Reading text -
Here's one that I made using Great stuff on balloons. It worked fabulously and has been outdoors since halloween. That's almost 7 months. Great Stuff 10' Spider

Edit: Here's the finished Spider


----------



## Dixie (Feb 18, 2009)

niblique71 said:


> Here's one that I made using Great stuff on balloons. It worked fabulously and has been outdoors since halloween. That's almost 7 months. Great Stuff 10' Spider
> 
> Edit: Here's the finished Spider


You just cannot beat THAT for weatherproof, Niblique! Dang!


----------



## RoxyBlue (Oct 6, 2008)

Devil, I'd say at least three layers of mache as a minimum, and Stolloween would probably recommend more.


----------



## disney-fan-reborn (Apr 4, 2010)

Devil said:


> WOW a disco ball *NOT* in this haunt LOL..! It going to be (I hope) I large spider to mount on the roof of the house. I start to cover it in paper-mache and I hope once it is protected it will make it 30+ days on the roof. I am really scrare that it going to fall apart before halloween.


DANG! I was hoping it was going to be a huge water balloon you drop on the over-aged trick-or-treaters that take more candy then they should!

Oh well. Here's to wishing!


----------



## Dark Angel 27 (Sep 11, 2008)

fabulous idea dahling...just fabulous! :googly:

looking good so far!


----------



## IMU (Apr 8, 2009)

Nice start. I'd say at least 3 layers using newspaper and 1 or 2 with blue shop towels. They are very strong and are great to work with ... I used them when I did my MM pirate and they worked out great.


----------



## tuck (Oct 27, 2007)

Are you going to dry-loc it? Since it's on the roof and texture won't matter as much that would protect it quite well I would think...


----------



## bfjou812 (Aug 15, 2008)

Great start!! What I want to know though , what's under the car cover??


----------



## Marrow (Feb 23, 2011)

A balloon dressed in newspaper?


----------



## Devil (Nov 10, 2008)

bfjou812 said:


> Great start!! What I want to know though , what's under the car cover??


LOL we been down that road already... goto http://www.hauntforum.com/showthread.php?t=26351


----------



## Devil (Nov 10, 2008)

just finish added another layer


----------



## Devil (Nov 10, 2008)

Well not a good day. I went out after dinner to working on my prop to find the balloon lost air/pop. It's still round but dents very easy. It will be next to impossible to add more layer to make it harder. Don't know if I should keep going or move on....

Challenges -
#1 Please answer these questions about the forum thread:
(a) How long has the Great Stuff spider been outdoors?
(b) What minimum number of layers of mache does RoxyBlue suggest?
(c) What did Devil find on going out after dinner to work on the prop?
#2 In the forum thread, list every username that comes right before the words "said:".

Record list -
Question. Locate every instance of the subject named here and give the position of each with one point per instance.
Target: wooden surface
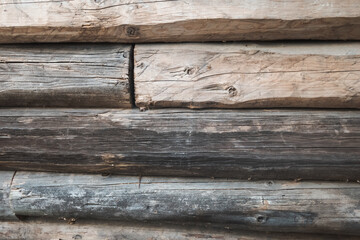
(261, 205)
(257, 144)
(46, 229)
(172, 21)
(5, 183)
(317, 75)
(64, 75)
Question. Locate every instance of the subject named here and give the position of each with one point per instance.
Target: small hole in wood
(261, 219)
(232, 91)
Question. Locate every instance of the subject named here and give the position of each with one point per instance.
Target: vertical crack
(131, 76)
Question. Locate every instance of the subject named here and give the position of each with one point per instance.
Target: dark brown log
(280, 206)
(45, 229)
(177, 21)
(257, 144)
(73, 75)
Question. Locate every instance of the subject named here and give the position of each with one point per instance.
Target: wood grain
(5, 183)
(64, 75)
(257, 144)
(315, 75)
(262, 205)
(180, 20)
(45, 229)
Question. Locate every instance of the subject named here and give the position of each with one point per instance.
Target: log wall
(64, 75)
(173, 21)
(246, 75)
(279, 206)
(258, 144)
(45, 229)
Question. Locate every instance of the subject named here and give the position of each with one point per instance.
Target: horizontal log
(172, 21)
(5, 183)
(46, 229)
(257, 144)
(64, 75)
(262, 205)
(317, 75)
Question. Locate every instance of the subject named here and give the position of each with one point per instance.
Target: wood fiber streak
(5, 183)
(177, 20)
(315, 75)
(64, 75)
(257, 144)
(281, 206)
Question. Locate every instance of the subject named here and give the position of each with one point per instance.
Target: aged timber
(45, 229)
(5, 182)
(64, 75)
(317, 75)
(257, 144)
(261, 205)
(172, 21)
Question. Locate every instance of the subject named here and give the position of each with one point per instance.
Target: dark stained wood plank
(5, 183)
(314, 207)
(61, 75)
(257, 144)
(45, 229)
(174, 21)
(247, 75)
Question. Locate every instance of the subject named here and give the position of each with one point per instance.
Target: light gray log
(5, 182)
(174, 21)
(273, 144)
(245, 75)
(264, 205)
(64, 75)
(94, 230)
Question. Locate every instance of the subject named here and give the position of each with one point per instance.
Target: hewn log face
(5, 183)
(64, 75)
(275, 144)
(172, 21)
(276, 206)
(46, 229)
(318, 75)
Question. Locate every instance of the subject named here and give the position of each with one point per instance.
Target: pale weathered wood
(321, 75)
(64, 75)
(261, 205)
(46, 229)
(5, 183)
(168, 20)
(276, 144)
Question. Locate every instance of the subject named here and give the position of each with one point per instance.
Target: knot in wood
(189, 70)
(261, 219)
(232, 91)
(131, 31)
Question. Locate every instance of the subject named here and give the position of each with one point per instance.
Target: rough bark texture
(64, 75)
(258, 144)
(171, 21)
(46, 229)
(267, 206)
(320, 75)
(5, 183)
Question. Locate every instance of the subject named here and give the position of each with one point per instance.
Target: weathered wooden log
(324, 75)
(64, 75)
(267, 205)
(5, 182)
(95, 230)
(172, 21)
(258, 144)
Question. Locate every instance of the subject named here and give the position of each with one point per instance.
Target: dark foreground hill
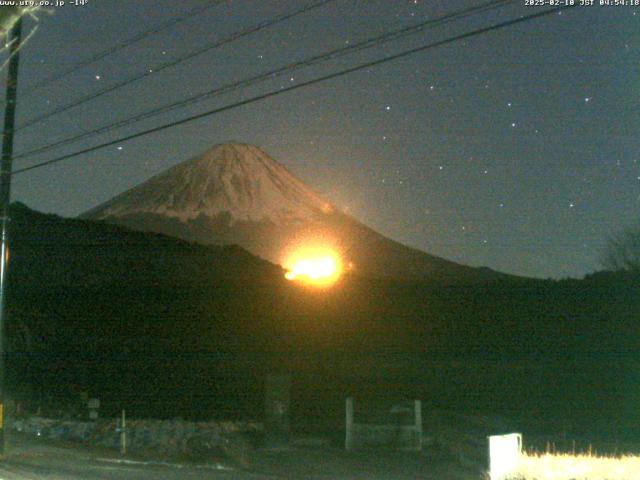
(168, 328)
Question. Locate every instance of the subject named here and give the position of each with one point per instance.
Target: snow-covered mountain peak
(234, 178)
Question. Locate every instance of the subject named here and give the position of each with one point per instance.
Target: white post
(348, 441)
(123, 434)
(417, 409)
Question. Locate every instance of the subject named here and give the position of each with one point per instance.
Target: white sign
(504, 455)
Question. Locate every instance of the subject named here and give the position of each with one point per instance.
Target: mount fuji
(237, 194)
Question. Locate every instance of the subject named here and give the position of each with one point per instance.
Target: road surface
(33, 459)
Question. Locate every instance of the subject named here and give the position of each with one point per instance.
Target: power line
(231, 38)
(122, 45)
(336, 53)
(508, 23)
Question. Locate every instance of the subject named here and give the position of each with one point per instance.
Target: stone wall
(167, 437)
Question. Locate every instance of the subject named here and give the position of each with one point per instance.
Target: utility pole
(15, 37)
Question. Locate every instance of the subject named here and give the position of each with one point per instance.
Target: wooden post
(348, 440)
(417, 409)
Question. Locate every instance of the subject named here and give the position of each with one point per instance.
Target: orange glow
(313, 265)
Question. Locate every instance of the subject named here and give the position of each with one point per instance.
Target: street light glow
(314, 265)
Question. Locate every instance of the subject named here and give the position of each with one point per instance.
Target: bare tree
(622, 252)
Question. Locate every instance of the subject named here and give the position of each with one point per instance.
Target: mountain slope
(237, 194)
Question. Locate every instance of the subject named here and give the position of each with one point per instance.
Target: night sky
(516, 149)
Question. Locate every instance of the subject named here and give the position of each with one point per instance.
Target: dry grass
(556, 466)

Answers to the exercise -
#1
(a) Almost 7 months, since Halloween.
(b) At least three layers.
(c) The balloon had lost air or popped. It was still round but dented very easily.

#2 niblique71, Devil, bfjou812